Entries from a pointing dataset:
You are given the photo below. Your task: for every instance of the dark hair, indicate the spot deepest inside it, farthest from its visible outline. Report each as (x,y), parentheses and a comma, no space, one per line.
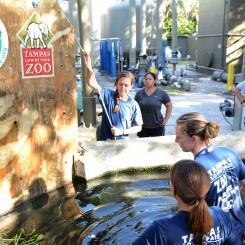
(191,183)
(153,75)
(193,123)
(126,74)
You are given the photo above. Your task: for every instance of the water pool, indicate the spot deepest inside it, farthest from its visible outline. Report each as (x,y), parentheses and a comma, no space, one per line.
(118,208)
(110,210)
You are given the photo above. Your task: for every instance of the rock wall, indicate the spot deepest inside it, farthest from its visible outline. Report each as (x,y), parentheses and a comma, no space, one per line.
(38,115)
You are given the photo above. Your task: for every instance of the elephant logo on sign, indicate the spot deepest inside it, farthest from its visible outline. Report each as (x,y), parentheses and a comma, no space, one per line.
(38,32)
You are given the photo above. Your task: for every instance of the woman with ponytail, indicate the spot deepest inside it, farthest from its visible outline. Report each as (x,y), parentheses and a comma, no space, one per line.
(194,222)
(121,115)
(224,166)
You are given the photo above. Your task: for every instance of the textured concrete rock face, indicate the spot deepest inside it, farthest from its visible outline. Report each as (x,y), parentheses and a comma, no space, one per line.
(38,119)
(100,158)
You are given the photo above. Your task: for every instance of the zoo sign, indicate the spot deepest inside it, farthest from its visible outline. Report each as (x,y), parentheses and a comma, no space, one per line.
(4,44)
(36,51)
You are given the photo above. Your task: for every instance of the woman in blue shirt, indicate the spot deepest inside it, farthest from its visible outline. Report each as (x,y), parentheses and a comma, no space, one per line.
(224,166)
(121,114)
(194,222)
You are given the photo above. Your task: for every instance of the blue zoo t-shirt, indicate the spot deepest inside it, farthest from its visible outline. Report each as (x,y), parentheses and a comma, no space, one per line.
(225,169)
(174,230)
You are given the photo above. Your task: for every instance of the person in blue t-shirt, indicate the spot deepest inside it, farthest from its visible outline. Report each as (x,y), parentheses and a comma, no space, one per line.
(121,114)
(194,222)
(151,99)
(224,166)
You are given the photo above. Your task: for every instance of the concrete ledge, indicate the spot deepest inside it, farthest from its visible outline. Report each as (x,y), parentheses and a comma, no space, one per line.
(99,158)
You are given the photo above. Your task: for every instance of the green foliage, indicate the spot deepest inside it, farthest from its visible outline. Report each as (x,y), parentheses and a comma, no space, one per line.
(22,238)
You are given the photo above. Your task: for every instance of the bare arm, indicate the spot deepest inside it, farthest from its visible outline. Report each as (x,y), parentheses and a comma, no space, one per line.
(133,130)
(242,188)
(169,108)
(90,77)
(238,94)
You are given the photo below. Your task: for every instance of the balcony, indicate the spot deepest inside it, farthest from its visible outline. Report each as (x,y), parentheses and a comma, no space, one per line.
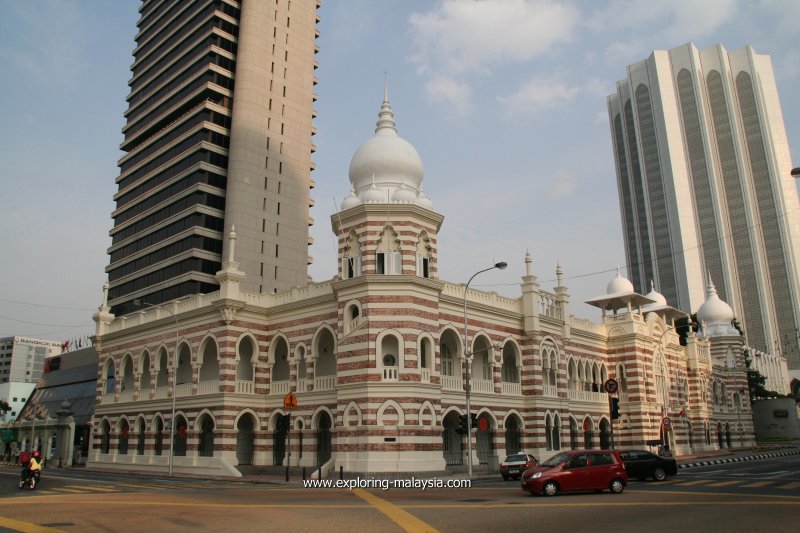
(245,387)
(482,385)
(325,383)
(280,388)
(208,387)
(588,396)
(452,383)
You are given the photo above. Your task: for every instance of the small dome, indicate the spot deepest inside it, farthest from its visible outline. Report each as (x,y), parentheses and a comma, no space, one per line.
(619,285)
(714,311)
(386,160)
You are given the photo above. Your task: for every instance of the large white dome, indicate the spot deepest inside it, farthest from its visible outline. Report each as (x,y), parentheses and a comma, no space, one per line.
(386,162)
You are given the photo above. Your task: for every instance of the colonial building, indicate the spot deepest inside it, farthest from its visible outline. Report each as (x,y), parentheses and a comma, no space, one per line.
(377,359)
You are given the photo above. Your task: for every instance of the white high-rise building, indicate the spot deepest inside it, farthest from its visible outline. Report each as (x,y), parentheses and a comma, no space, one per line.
(705,188)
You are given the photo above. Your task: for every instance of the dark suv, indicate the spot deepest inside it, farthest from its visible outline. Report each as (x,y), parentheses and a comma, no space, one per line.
(575,471)
(642,464)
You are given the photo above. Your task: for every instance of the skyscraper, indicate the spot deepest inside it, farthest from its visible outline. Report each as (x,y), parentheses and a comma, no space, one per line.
(705,187)
(218,134)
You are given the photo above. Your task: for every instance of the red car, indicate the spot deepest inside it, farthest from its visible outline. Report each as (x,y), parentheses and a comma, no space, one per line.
(576,471)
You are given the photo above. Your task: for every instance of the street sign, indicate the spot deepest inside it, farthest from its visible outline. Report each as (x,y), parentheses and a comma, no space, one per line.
(290,401)
(611,385)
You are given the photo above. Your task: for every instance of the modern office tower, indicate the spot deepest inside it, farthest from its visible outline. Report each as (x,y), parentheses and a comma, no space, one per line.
(218,134)
(705,188)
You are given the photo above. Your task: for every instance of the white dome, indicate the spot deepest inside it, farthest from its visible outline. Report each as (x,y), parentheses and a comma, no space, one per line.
(386,160)
(714,311)
(619,285)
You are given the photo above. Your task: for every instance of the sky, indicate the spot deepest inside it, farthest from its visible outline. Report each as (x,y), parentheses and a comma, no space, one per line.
(503,99)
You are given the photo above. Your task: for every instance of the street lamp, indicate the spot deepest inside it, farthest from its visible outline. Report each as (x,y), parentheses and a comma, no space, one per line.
(468,361)
(174,380)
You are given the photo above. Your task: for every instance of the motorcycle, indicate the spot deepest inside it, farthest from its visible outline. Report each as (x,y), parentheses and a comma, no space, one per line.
(29,479)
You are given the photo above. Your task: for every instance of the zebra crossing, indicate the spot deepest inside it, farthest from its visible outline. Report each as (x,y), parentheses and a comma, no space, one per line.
(775,484)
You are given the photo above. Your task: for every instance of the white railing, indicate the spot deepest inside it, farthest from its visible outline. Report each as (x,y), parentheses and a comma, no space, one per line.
(126,396)
(482,385)
(324,383)
(208,387)
(588,396)
(452,383)
(280,387)
(245,387)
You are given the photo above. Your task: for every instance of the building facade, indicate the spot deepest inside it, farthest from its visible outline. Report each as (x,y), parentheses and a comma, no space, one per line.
(218,133)
(377,359)
(705,188)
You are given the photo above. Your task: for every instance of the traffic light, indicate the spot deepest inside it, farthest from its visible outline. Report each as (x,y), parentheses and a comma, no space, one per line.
(462,424)
(614,408)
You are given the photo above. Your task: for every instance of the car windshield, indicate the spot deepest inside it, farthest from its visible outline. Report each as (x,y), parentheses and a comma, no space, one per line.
(556,459)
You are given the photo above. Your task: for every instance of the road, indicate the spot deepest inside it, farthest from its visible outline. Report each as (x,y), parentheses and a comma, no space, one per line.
(748,496)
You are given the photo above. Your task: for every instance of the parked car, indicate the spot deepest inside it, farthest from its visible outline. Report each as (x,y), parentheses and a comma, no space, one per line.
(576,471)
(515,464)
(642,464)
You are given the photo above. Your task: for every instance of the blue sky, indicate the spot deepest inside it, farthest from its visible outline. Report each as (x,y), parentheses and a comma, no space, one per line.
(503,99)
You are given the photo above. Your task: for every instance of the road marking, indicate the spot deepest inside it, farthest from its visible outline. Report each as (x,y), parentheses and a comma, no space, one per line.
(399,516)
(757,484)
(92,488)
(725,483)
(26,527)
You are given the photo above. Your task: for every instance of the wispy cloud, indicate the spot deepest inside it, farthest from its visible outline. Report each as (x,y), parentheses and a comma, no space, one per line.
(463,39)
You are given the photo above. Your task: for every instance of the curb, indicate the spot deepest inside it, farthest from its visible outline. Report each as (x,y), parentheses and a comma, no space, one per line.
(696,464)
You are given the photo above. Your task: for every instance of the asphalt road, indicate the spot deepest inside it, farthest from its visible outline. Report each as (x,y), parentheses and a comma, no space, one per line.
(752,496)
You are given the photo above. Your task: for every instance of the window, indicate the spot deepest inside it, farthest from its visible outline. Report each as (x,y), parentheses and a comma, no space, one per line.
(389,263)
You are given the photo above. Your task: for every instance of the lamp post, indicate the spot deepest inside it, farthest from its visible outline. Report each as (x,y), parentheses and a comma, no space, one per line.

• [Written task]
In the records above, locate the line that contains "the window, indicate". Repeat it and every line after it, exactly, and nothing else.

• [Exercise response]
You are given the photo above. Your task: for every instance of the window, indicate the spot deepest inside it, farthest from its visible outline. Report each as (x,y), parentheses and a comma, no space, one per line.
(389,263)
You are given the photo above. Your task: for every instance of the lamp post, indicate the spot deepest inside it, farthest from its visible outline. Report each as (x,y), parentheses and a comma, no space, one per line.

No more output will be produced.